==== EXTRACTED TEXT ====

I would recommend doing something that is motivating and rewarding, but above all fun.
Of the three options you list, the task manager seems to be the best fit and this would allow you to dig into one of the JavaScript frameworks out there (Angular or Ember for example). It also sounds like you would be scratching your own itch, which is a great way to learn and this in turn will make you better devs. If you get some kind of product out of the door and it proves to be successful, this will increase your profiles and would look good on a résumé. You can always try, but I would imagine that it would be hard to create something that will make a decent amount of money, with very limited time, especially if you are not 101% motivated.

Back to the bit about fun: over the past year or so, I have been building up a collection of links to interesting articles about new technologies and the like, which I intended to read. Unfortunately, I never had the time and the list got longer and longer until I just avoided looking at it. From being a potentially pleasant task, it became a chore. So, earlier this month I took a deep breath and deleted the lot. Although this was hard to do, I found that I could then focus on things which motivated me (not things I felt I should be learning) and I have been considerably more productive and happier since.

==== RECORD EXTRACTS ====

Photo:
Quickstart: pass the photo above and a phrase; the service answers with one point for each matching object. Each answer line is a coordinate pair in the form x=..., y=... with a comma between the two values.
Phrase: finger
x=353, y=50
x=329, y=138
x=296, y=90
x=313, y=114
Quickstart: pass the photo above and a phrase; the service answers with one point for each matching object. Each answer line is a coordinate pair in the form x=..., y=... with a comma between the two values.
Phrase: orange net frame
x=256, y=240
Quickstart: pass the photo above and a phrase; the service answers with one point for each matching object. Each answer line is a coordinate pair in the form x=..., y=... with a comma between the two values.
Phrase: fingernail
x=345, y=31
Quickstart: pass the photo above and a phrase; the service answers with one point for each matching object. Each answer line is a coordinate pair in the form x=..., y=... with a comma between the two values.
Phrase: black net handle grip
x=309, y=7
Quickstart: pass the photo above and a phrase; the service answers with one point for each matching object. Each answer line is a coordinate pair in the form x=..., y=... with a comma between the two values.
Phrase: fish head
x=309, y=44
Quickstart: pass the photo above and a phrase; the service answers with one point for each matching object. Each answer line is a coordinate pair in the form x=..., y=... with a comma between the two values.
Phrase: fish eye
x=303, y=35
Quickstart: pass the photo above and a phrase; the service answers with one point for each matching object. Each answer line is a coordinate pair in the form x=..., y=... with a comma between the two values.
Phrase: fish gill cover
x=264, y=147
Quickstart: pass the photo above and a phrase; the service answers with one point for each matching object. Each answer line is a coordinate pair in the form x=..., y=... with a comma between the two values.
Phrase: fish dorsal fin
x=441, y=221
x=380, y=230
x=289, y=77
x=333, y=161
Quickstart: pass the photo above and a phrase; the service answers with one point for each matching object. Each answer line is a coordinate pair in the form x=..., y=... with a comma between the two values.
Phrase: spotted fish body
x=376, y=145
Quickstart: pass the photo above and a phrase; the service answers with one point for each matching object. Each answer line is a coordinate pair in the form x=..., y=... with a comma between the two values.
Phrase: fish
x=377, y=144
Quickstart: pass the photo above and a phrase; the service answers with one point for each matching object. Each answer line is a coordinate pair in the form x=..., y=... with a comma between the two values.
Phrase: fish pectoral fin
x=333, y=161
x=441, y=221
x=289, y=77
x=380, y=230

====

EXERCISE INSTRUCTIONS —
**a)** Write out the part of the side-project advice that opens with the words containing "I would recommend" and closes with "not 101% motivated.", keeping every word and mark unchanged.
**b)** Answer these questions from the side-project advice:
(i) Of the three options listed, which one does the writer consider the best fit?
(ii) Which two JavaScript frameworks are named as examples?
(iii) What did the writer delete earlier this month?

ANSWERS TO THE EXERCISE —
**a)**
I would recommend doing something that is motivating and rewarding, but above all fun.
Of the three options you list, the task manager seems to be the best fit and this would allow you to dig into one of the JavaScript frameworks out there (Angular or Ember for example). It also sounds like you would be scratching your own itch, which is a great way to learn and this in turn will make you better devs. If you get some kind of product out of the door and it proves to be successful, this will increase your profiles and would look good on a résumé. You can always try, but I would imagine that it would be hard to create something that will make a decent amount of money, with very limited time, especially if you are not 101% motivated.

**b)**
(i) The task manager.
(ii) Angular and Ember.
(iii) A collection of links to interesting articles about new technologies and the like, which the writer had intended to read.